(Dataset excerpt)
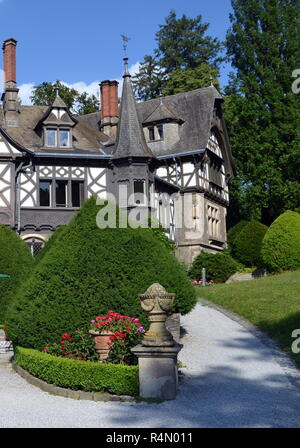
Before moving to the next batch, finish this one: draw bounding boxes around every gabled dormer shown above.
[37,92,77,150]
[143,98,183,152]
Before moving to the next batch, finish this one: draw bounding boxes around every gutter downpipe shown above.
[15,160,33,235]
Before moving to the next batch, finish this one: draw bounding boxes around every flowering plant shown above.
[91,310,145,364]
[43,328,98,361]
[192,280,214,286]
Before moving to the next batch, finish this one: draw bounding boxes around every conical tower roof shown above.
[113,58,153,159]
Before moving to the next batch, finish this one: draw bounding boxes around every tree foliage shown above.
[162,62,219,95]
[8,198,196,349]
[132,55,165,101]
[0,225,33,323]
[189,252,240,283]
[225,0,300,225]
[30,81,99,115]
[133,9,224,101]
[262,210,300,272]
[231,221,268,267]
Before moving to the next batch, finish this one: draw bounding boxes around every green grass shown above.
[196,270,300,366]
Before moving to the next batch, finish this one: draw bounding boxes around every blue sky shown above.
[0,0,231,104]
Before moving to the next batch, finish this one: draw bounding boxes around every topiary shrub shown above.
[261,210,300,272]
[0,225,33,323]
[227,220,249,253]
[232,221,268,267]
[8,198,196,349]
[35,226,67,263]
[189,252,240,283]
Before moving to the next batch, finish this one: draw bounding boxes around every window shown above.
[134,180,145,205]
[157,124,164,140]
[149,128,155,141]
[71,180,84,207]
[55,180,68,207]
[46,129,57,146]
[40,180,51,207]
[45,129,71,148]
[207,205,220,237]
[59,129,70,146]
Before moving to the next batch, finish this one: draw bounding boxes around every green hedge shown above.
[0,225,34,323]
[232,221,268,267]
[14,347,139,396]
[7,198,196,350]
[262,210,300,272]
[189,252,240,283]
[227,220,249,254]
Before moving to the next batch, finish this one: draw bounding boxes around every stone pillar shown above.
[132,283,182,400]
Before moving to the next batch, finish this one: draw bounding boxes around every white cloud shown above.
[15,61,140,106]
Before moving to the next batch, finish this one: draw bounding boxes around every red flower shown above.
[61,333,73,342]
[115,331,126,338]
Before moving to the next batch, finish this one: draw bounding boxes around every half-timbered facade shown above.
[0,39,233,263]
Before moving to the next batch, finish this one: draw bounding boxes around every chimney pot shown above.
[2,38,17,84]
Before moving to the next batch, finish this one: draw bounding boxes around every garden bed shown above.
[15,347,139,396]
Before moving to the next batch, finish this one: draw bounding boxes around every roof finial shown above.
[54,81,59,98]
[121,33,130,57]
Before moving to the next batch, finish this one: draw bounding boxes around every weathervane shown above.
[121,33,130,57]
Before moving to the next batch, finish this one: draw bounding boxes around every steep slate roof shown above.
[137,86,222,154]
[76,86,223,155]
[143,98,179,124]
[113,66,153,159]
[0,106,108,154]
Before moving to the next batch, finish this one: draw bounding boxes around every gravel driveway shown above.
[0,304,300,428]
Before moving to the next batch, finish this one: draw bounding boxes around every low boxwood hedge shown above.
[15,347,139,396]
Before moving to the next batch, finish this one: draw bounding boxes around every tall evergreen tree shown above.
[132,55,165,101]
[154,9,221,73]
[225,0,300,224]
[30,81,99,115]
[133,10,224,101]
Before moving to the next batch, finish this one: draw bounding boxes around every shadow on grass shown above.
[258,312,300,367]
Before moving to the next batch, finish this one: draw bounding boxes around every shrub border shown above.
[12,361,138,402]
[12,347,138,401]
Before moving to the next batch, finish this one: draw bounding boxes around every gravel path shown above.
[0,304,300,428]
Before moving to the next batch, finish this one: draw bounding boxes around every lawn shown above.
[197,270,300,366]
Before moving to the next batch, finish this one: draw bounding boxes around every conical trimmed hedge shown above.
[262,210,300,272]
[0,225,33,323]
[232,221,268,267]
[8,198,196,349]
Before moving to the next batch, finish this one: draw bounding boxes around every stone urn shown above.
[139,283,175,347]
[89,330,113,362]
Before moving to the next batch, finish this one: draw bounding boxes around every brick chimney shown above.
[100,81,119,137]
[2,38,19,126]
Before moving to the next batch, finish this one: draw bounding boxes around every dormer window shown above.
[148,127,155,142]
[148,124,164,142]
[59,129,70,146]
[157,124,164,140]
[46,129,57,146]
[45,129,71,148]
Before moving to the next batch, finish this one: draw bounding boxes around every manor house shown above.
[0,39,234,264]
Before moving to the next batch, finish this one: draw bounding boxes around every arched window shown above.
[207,129,222,158]
[24,236,45,257]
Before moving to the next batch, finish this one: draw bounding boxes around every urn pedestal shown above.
[89,330,113,362]
[131,283,182,400]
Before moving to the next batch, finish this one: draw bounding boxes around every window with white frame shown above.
[207,204,220,237]
[45,128,71,148]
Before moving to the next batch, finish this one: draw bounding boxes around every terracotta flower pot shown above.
[90,330,113,360]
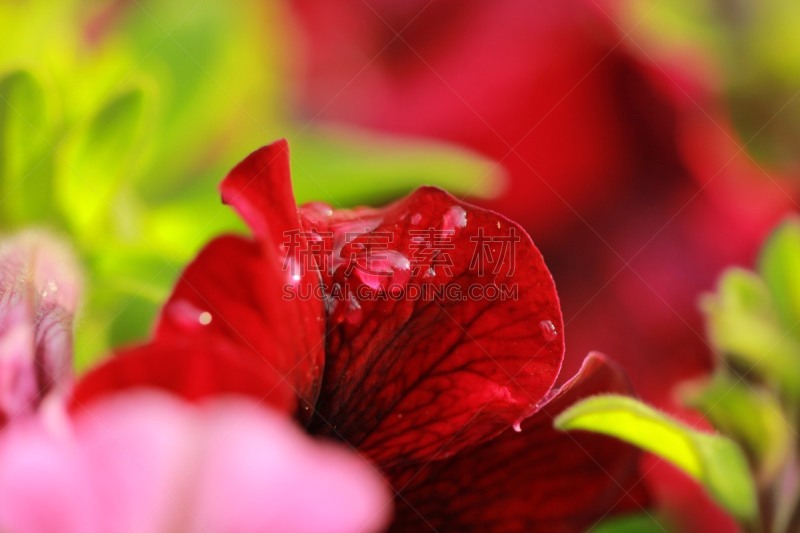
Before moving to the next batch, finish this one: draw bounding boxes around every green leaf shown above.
[758,217,800,339]
[289,126,505,207]
[554,395,758,522]
[684,371,792,484]
[589,513,670,533]
[701,268,800,398]
[58,88,150,243]
[0,70,52,224]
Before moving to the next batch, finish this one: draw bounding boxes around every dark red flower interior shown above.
[73,141,645,529]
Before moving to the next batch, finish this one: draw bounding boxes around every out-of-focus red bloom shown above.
[73,142,646,531]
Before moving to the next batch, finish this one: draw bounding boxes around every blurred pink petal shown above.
[0,231,81,426]
[0,391,391,533]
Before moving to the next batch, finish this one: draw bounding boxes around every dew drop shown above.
[442,205,467,231]
[539,320,558,342]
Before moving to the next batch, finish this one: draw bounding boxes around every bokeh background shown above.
[0,0,800,531]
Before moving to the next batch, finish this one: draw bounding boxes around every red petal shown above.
[208,140,325,407]
[71,335,296,412]
[393,355,648,531]
[301,188,563,467]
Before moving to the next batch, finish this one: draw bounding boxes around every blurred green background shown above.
[0,0,502,368]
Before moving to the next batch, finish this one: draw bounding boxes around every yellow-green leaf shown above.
[554,395,758,522]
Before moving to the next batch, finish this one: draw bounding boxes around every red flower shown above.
[284,0,681,239]
[72,142,646,531]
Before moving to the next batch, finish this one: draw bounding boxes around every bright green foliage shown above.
[686,371,793,485]
[554,395,758,522]
[0,0,500,366]
[758,217,800,334]
[618,0,800,169]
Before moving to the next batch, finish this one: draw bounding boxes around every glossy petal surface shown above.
[392,354,647,532]
[301,188,563,466]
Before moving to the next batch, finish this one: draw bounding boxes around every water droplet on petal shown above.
[539,320,558,342]
[442,205,467,230]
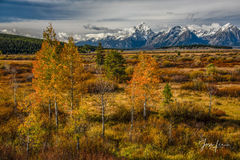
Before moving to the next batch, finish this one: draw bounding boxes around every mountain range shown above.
[76,23,240,49]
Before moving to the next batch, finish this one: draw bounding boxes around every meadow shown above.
[0,40,240,160]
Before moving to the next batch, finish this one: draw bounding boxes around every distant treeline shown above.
[158,44,232,49]
[0,33,97,54]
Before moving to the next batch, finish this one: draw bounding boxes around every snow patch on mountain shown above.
[187,23,221,37]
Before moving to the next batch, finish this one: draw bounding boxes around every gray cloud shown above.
[0,0,240,34]
[83,24,121,32]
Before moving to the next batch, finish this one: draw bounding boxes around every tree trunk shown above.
[26,136,29,159]
[77,136,79,151]
[101,94,105,138]
[130,106,134,141]
[12,73,17,113]
[48,100,51,120]
[208,93,212,115]
[168,121,172,143]
[143,97,147,120]
[55,99,58,128]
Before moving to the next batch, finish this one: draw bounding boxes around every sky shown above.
[0,0,240,37]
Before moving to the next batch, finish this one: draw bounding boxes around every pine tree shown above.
[129,55,159,119]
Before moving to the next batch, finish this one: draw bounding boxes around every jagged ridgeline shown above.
[0,34,42,54]
[0,33,96,54]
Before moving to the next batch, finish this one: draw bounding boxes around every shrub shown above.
[181,79,207,91]
[85,79,118,93]
[189,71,205,79]
[215,86,240,97]
[163,102,212,122]
[162,60,174,67]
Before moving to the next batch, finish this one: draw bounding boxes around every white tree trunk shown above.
[55,99,58,128]
[101,94,105,138]
[143,97,147,120]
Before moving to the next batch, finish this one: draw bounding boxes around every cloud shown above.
[0,0,240,35]
[83,24,121,32]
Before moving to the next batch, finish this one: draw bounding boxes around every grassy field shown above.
[0,49,240,160]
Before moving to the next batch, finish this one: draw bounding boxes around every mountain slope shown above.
[148,26,207,48]
[208,23,240,46]
[0,33,42,54]
[76,23,240,49]
[76,23,155,49]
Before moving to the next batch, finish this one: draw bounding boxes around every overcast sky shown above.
[0,0,240,35]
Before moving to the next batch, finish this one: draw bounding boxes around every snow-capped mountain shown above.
[77,23,155,48]
[187,23,221,37]
[148,26,207,48]
[77,23,240,49]
[207,23,240,46]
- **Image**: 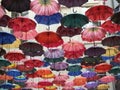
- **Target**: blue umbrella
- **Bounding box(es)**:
[34,13,62,25]
[0,32,16,45]
[6,69,22,77]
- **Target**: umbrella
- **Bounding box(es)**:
[81,71,97,78]
[61,14,89,28]
[35,31,63,47]
[109,66,120,75]
[13,30,38,40]
[0,5,6,19]
[6,69,22,77]
[31,0,60,16]
[99,75,115,83]
[58,0,88,8]
[34,13,62,25]
[111,12,120,24]
[0,15,11,27]
[0,32,16,45]
[85,47,106,56]
[1,0,30,13]
[56,25,82,37]
[81,26,106,42]
[44,49,64,59]
[95,63,112,73]
[73,76,87,86]
[2,39,21,49]
[8,17,36,32]
[101,20,120,34]
[102,36,120,47]
[24,59,44,67]
[97,84,110,90]
[85,81,98,90]
[4,52,25,61]
[0,48,6,56]
[85,5,113,22]
[62,41,85,58]
[44,57,65,63]
[50,62,68,71]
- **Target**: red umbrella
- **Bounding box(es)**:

▶ [What you are asked to do]: Arrange the lines of the dataset excerpt above as a Markdown table with the columns Row and Line, one row per line and blank lines left out. Include only the part that opens with the line containing "drop shown above." and closes with the line containing "[0,0,800,531]", both ends included.

▶ [Answer to the exercise]:
| Row | Line |
|---|---|
| 1 | Before moving to the next batch, finish this one: draw bounding boxes around every dew drop shown above. |
| 2 | [442,205,467,231] |
| 3 | [539,320,558,342] |
| 4 | Before moving to the next batch, finish this one: draw bounding boxes around every bokeh background shown above. |
| 5 | [0,0,800,531] |